_Consegna_
Prosegui il testo sull'impatto economico della Serie A, riprendendo subito dopo la sua ultima frase.

_Brano citato_
Anche quest’anno, OpenEconomics ha stimato l’impatto generato sull’economia italiana dalle società sportive della Serie A con l’obiettivo di fornire una rappresentazione veritiera del contributo del comparto del calcio all’economia nazionale. È un’analisi rigorosa e completa che ha lo scopo di contribuire ad alimentare un dibattito informato e costruttivo su uno sport che continua a rappresentare un bene culturale nazionale, nonché un comparto industriale rilevante.
Il punto di partenza è la spesa di 3,5 miliardi di euro generata dai club della Serie A nel 2023, articolata per il 49% in salari e per la restante parte in trasporti, materiale tecnico, consulenze, beni alimentari, ospitalità, tessile e abbigliamento e impiantistica sportiva. Tale spesa, agendo come shock di domanda sull’economia italiana, ha prodotto un impatto sul Valore Aggiunto nazionale di oltre 9 miliardi, pari allo 0,48% del PIL. Ad esso si aggiungono più di 150mila occupati, 2,2 miliardi di gettito fiscale e oltre 8 miliardi di redditi per le famiglie. Tali effetti si manifestano in maniera diretta attraverso la spesa verso i fornitori, in maniera indiretta lungo le filiere a monte industriali coinvolte, e si propagano per induzione agli altri settori economici per effetto della spesa dei redditi di imprese e famiglie nell’economia nazionale.
La situazione
Più nel dettaglio, il PIL diretto generato dalla Serie A è di 2,5 miliardi di euro, quello indiretto è di 720 milioni, mentre quello indotto è di 6 miliardi di euro. I settori maggiormente impattati sono il commercio (1,2 Mld €), il trasporto (1,2 Mld €), le attività immobiliari (1 Mld €) e i servizi alle imprese (656 Mln €). Per quanto riguarda l’occupazione creata, si divide tra i servizi per il 63%, l’industria per il 36% e l’agricoltura per l’1%.
Questi numeri sembrano rappresentare una situazione florida dell’industria calcistica, ma la realtà è diversa. La cronaca quotidiana è caratterizzata da richieste di agevolazioni statali da parte dei club (come il cosiddetto “spalmadebiti” o le esenzioni fiscali per i calciatori esteri), la stagnazione del mercato dei trasferimenti è ai suoi minimi storici, così come l’incapacità della massima divisione calcistica italiana di attrarre talenti di calibro internazionale.

_Materiale di studio_
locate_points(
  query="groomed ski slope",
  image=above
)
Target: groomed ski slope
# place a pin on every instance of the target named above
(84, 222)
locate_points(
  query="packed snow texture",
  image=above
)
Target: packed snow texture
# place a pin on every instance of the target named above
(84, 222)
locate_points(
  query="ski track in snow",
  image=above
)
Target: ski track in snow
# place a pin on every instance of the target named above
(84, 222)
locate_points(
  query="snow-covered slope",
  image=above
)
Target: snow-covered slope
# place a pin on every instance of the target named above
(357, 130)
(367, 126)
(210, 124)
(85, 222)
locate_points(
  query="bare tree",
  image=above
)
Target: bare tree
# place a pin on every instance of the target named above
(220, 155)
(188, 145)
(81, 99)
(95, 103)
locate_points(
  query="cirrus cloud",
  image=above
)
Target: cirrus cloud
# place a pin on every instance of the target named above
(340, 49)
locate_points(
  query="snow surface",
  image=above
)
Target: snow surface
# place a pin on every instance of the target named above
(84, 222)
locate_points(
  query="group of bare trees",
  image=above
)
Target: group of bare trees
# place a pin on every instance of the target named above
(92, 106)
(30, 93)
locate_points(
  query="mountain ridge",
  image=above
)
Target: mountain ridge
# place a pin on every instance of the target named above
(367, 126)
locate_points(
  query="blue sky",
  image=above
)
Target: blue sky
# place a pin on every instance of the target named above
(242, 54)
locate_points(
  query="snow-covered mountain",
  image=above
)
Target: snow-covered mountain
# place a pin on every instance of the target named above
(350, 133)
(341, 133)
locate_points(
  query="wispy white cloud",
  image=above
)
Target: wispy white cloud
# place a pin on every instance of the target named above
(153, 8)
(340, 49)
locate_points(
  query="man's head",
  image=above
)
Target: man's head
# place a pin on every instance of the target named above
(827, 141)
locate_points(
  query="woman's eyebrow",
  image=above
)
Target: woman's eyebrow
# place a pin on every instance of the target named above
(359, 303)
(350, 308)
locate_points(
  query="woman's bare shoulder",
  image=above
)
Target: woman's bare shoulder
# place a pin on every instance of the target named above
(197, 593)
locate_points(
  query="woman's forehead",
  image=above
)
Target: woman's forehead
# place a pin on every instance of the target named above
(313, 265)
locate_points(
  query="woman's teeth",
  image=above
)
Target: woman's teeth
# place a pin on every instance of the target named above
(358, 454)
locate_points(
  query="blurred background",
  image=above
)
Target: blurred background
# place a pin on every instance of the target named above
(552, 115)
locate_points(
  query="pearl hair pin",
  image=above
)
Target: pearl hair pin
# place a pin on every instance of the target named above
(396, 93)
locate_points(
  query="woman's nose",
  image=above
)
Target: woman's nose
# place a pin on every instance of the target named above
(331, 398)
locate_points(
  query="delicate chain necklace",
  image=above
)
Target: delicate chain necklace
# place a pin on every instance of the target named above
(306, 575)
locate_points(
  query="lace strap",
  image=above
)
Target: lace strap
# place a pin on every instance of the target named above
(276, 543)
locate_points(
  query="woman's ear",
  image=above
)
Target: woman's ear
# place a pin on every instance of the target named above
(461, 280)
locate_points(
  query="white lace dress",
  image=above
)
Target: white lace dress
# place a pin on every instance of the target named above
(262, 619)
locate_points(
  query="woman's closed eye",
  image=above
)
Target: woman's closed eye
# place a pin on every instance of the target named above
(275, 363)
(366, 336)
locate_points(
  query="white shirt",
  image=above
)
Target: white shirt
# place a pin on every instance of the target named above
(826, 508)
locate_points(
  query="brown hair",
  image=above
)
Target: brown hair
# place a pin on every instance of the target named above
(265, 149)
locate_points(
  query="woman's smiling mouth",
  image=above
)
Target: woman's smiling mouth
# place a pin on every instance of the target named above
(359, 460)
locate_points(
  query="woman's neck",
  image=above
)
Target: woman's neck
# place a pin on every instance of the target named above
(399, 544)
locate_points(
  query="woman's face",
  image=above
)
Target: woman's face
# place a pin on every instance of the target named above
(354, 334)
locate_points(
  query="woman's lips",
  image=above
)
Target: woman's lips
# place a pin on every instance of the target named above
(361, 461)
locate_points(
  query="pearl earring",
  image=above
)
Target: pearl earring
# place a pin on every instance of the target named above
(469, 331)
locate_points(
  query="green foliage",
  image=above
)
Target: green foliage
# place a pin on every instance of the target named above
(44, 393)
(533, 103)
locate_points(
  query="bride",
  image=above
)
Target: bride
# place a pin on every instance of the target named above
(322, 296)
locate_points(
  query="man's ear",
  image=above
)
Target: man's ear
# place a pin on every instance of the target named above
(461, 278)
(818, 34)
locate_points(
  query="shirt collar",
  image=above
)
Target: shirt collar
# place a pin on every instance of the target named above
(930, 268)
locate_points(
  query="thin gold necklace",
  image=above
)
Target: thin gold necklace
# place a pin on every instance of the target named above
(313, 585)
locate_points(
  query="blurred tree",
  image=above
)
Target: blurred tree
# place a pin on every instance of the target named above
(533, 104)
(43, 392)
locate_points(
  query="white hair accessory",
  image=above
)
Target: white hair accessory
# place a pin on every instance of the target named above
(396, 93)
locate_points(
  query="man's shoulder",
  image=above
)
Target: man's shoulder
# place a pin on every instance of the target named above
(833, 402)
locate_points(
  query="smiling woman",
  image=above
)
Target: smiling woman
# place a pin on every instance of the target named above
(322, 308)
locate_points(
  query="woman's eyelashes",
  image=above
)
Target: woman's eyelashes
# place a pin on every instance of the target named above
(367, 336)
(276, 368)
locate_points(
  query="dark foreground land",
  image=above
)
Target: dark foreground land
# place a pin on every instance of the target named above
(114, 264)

_Risultato_
In effetti, se osserviamo i dati del Report Calcio della FIGC vediamo come i club di Serie A registrano prodotti cumulati negativi ogni anno negli ultimi 22. Però, se prima del Covid il valore della produzione cresceva ma i costi si incrementavano più dei ricavi generando passivo e indebitamente, la dinamica post Covid è cambiata. Ora i ricavi sono in flessione (-5% in tre anni) ma i costi calano meno dei ricavi (-1,2%), confermando il saldo negativo strutturale, con l’aggravante, però, del rischio di una pericolosa spirale negativa.
Soluzioni
Nel frattempo, abbiamo assistito allo stravolgimento del paradigma della distribuzione dei contenuti. Secondo i dati più recenti, lo sport in diretta rappresenta circa il 30% di tutto lo streaming delle piattaforme, un cambiamento che ha determinato la polverizzazione del calendario degli incontri, divenuti ormai quotidiani. Il mercato globale dello streaming video sportivo in diretta online - valutato circa 18 miliardi di dollari nel 2020 - si prevede che raggiungerà gli 87 miliardi di dollari entro il 2028. Un modello di parcellizzazione del consumo che mal si concilia con la logica moderna dei mega eventi (come Olimpiadi e Mondiali FIFA).
Allo stesso tempo le nuove generazioni sono irresistibilmente attratte dai videogame che interpretano efficacemente forme di intrattenimento più interattive, veloci e fruibili in mobilità. Secondo uno studio di YouGov, il 54% dei videogamer negli Stati Uniti esprime interesse nel guardare o seguire gli sport. Ciò suggerisce una forte sovrapposizione tra il gaming e il fandom sportivo.
Questo quadro complesso fa sorgere interrogativi sul futuro dell’industria calcistica italiana e sulla necessità di trovare soluzioni strutturali per migliorare le condizioni di salute di un comparto che non è solo una filiera industriale capace di contribuire attivamente alla produzione del PIL nazionale ma anche un bene culturale collettivo che affonda le radici negli ultimi due secoli di storia del nostro Paese.